# Problem to work on:
Transcribe the lines of the records starting with the one that has "Step one of the annotation pipeline: locate the carved" in it and ending with the last, and transcribe nothing else.

# Excerpted data:

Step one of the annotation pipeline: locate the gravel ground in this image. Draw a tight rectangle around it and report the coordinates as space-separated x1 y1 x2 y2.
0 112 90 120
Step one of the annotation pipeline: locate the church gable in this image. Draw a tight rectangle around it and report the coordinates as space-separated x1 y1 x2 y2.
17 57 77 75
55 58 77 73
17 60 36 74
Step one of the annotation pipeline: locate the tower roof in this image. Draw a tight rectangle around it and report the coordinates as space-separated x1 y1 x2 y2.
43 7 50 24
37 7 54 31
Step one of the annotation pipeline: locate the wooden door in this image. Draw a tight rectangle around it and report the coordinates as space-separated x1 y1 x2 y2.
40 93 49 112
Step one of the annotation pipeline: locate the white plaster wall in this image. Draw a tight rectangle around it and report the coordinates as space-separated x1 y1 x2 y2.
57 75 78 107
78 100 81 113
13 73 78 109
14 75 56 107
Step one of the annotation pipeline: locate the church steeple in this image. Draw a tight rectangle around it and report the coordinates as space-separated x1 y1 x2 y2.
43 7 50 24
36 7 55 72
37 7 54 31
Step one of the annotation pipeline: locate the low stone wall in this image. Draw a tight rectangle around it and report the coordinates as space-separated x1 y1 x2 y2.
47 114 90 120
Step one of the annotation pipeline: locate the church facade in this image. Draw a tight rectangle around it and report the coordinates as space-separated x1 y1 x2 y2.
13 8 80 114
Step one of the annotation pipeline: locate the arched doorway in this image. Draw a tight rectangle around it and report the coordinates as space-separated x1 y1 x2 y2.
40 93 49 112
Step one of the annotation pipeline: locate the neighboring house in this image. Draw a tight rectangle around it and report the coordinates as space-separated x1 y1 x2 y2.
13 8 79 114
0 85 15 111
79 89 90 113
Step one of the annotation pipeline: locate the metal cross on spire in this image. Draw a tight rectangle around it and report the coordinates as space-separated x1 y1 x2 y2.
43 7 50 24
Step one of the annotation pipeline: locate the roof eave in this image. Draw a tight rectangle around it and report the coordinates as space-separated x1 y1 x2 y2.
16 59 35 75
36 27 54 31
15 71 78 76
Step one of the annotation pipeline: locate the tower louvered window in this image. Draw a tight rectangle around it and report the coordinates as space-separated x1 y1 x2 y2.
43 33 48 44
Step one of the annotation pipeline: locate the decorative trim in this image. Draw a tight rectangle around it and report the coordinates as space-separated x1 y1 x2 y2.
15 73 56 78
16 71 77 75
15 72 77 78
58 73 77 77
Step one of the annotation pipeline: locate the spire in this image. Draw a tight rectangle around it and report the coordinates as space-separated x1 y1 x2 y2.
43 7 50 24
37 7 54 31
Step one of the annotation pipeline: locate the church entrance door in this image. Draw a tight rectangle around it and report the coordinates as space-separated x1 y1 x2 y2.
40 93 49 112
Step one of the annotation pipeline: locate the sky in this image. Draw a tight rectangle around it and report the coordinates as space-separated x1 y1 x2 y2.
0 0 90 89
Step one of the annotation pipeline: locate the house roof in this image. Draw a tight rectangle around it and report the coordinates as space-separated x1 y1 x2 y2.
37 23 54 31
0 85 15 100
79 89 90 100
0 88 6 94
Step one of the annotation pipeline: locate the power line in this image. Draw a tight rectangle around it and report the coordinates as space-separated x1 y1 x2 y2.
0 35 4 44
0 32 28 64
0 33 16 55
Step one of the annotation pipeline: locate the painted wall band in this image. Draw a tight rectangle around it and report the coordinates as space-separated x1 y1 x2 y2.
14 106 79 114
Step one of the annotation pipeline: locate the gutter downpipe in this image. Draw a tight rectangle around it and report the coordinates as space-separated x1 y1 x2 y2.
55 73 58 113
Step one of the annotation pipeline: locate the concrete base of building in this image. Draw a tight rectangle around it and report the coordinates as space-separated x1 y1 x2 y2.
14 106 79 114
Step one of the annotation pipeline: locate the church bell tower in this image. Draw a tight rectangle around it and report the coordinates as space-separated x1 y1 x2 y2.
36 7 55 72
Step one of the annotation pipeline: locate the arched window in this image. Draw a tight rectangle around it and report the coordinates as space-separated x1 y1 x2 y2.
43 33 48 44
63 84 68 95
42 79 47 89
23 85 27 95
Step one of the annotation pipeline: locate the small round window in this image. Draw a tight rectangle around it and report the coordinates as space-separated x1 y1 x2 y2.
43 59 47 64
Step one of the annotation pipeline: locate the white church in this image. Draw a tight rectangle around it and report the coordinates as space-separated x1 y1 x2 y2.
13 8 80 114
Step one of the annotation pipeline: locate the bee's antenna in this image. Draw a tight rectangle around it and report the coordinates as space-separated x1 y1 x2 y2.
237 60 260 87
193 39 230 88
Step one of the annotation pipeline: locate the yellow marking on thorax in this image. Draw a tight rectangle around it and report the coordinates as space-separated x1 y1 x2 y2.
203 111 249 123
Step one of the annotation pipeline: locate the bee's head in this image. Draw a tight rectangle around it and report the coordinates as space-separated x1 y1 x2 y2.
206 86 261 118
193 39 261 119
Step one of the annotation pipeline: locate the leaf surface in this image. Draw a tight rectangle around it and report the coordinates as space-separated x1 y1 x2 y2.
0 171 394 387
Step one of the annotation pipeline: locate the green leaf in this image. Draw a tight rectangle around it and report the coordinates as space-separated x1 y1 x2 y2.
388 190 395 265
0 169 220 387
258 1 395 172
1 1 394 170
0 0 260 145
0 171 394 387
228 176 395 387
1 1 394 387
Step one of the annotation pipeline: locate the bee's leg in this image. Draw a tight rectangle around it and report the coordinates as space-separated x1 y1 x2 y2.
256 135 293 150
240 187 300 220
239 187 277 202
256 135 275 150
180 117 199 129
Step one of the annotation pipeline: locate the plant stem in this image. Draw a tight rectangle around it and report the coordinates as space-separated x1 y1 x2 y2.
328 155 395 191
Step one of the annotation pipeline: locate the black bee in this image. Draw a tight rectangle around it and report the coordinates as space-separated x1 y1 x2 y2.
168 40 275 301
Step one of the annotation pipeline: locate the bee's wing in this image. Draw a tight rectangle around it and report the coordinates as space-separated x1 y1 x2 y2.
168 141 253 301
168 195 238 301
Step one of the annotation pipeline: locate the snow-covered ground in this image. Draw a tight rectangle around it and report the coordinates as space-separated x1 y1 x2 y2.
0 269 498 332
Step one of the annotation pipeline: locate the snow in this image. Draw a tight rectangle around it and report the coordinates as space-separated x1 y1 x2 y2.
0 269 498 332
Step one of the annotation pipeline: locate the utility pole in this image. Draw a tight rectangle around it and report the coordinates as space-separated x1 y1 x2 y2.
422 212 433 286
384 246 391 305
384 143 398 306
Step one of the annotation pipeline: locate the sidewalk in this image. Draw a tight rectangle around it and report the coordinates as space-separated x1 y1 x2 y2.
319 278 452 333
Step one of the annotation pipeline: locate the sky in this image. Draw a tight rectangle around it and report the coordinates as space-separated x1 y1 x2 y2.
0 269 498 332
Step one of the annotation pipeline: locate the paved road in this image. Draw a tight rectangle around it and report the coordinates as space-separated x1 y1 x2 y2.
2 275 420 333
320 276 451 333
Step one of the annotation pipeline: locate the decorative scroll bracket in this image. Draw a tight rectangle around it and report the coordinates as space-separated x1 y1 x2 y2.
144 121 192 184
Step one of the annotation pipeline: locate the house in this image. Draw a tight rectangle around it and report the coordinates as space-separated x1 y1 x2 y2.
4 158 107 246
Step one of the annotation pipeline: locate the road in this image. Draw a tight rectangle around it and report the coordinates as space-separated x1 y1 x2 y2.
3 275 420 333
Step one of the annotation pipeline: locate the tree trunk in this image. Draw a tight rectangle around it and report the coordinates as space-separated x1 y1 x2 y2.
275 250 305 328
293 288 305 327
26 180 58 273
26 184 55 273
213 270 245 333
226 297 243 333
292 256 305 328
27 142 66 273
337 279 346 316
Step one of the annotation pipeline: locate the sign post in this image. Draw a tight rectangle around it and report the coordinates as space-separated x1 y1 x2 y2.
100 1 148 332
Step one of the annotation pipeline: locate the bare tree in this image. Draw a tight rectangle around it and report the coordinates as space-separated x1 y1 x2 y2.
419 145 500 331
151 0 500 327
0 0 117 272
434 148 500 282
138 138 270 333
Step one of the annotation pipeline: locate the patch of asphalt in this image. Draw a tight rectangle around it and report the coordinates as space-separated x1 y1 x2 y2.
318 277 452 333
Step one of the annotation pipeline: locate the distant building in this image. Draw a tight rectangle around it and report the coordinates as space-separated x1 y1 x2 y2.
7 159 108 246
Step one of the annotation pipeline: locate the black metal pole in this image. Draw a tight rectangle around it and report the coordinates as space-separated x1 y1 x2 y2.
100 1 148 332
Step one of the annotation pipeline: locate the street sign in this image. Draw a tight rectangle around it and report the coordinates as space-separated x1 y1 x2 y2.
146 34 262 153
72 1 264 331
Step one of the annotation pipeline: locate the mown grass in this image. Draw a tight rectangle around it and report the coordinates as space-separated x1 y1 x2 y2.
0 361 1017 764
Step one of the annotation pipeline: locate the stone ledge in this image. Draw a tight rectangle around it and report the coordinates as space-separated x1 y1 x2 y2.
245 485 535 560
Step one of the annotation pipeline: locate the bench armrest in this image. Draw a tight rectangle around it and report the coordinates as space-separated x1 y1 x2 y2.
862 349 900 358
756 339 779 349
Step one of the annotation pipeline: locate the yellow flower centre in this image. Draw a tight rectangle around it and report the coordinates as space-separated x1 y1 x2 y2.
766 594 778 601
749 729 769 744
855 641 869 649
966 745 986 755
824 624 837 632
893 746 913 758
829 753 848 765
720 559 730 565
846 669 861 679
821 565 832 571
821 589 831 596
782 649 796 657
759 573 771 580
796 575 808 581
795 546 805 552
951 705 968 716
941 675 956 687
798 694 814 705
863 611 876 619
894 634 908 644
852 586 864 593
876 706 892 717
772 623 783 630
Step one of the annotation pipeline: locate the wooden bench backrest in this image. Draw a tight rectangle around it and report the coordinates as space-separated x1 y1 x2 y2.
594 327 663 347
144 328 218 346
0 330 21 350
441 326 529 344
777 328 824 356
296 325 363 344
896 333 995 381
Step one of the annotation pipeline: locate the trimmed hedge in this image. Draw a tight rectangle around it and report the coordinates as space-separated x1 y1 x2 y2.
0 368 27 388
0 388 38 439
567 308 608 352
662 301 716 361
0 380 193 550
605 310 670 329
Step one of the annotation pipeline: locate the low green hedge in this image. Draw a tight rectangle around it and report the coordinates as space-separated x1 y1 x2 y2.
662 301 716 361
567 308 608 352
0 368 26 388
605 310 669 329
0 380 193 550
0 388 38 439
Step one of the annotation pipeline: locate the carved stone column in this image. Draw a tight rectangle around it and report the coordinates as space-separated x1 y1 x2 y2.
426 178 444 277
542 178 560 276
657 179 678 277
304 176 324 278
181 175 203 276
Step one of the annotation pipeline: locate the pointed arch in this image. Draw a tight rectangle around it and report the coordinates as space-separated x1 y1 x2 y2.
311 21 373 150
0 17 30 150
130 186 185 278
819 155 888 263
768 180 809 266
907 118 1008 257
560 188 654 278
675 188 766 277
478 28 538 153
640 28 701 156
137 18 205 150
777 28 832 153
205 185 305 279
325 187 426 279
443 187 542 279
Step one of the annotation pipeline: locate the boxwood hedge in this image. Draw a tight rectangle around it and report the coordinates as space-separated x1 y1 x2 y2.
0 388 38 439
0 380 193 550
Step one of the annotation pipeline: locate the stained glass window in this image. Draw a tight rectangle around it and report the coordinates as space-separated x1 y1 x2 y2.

# Answer section:
Step one of the annotation pipeline: locate the carved stone column in this image. Draw a tight rectangle around it and report the coordinates as space-separated x1 y1 x2 y2.
426 178 444 277
542 178 560 276
657 179 678 277
304 176 324 278
181 175 203 276
Step one of the annotation pipeline: locate the pointed arch in this image. Draw a tight rectangle around it and report the coordinates as space-separated x1 y1 x2 y2.
311 21 373 150
0 17 30 150
130 186 185 278
819 155 888 263
768 180 809 266
907 118 1008 257
560 188 654 278
675 188 766 277
478 28 538 153
640 28 701 156
137 18 205 150
777 28 832 153
205 185 305 279
325 187 426 279
443 187 542 279
Step one of the annotation pipeline: locate the boxwood hedge in this image. Draw a tight rectangle around it and report the coordinates as space-separated x1 y1 x2 y2.
0 388 38 439
0 380 193 550
Step one of the annotation pipeline: locate the stained glass window in this image. Draw a tight rectangle around it and report the coordinates as space-separated x1 y1 x2 y2.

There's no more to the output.